Write the material out again exactly.

[Stored items]

+++++

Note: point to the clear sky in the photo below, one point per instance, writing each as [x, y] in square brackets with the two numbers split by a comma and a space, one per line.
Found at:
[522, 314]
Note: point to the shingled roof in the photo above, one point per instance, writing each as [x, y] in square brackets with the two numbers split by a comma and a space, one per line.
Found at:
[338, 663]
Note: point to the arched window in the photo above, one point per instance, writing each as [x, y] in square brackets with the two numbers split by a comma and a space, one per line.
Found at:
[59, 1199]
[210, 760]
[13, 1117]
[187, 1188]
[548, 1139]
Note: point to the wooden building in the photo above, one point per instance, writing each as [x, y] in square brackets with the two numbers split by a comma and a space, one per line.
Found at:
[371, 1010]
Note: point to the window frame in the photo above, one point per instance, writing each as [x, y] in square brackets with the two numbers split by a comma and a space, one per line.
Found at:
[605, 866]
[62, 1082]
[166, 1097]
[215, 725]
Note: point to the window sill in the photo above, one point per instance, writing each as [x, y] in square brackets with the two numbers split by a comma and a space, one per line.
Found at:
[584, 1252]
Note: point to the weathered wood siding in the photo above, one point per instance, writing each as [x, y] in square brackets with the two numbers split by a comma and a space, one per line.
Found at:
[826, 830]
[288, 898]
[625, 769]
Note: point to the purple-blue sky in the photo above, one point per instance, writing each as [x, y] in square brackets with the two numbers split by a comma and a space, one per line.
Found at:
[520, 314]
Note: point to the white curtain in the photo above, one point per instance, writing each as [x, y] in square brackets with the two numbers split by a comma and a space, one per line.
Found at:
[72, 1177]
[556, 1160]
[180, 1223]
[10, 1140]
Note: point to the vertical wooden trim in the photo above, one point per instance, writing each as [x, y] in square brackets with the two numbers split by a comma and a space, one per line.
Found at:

+++++

_RESULT FOR THIS TASK_
Note: point to the clear sky in the photo below, one point per instance, writing each as [x, y] in square brackets with the two numbers split by a comma and a space, one per line.
Found at:
[522, 314]
Note: point to the shingled roof in the photo above, one point per instance, writing each as [x, y] in square brackets with the two numbers split by a comma and a space, one per line.
Found at:
[338, 663]
Note: point to the arched window in the photo above, one point per instance, writing each as [x, y] in square brackets with the two numbers split by a comma and a space, one per line.
Found at:
[59, 1199]
[210, 760]
[13, 1117]
[187, 1188]
[548, 1139]
Note: point to the wooden building in the photo above, one point per instance, writing each as [x, y] in square brackets with the two numbers split by a comma and a space, one per line.
Found at:
[371, 1010]
Note: point to the window frame in the photo above, one point per instance, writing each as [x, y] in square brackets with the two numbers split by a comma and a space, one per line.
Found at:
[605, 866]
[62, 1082]
[166, 1097]
[215, 725]
Note: point to the window sill in the photo above, one point per instance, writing each as [x, y] in square brackets with the two numbers split by a comma and a space, one per line.
Found at:
[584, 1252]
Note: point to the weathered wood siding in the photo above, one point per instance, writing each as [x, y] in square brackets with the two numbers split by a comma and a space, one per line.
Found at:
[826, 830]
[288, 898]
[625, 769]
Note: point to the purple-blue sky in the photo above, one point per instance, writing each as [x, y] in square brackets with the two numbers split by a comma and a space, one per line.
Found at:
[520, 314]
Note: point to the white curtain in the photo above, one point per instance, writing each as [x, y] in square brackets with the two numbers split by a comma and a space, one per line.
Found at:
[72, 1177]
[556, 1160]
[180, 1223]
[10, 1140]
Note: point to the vertical wooden trim in the photo above, one point per instance, writing each as [x, y] in square brackets with the two numbers split by a comma and a space, one per line.
Found at:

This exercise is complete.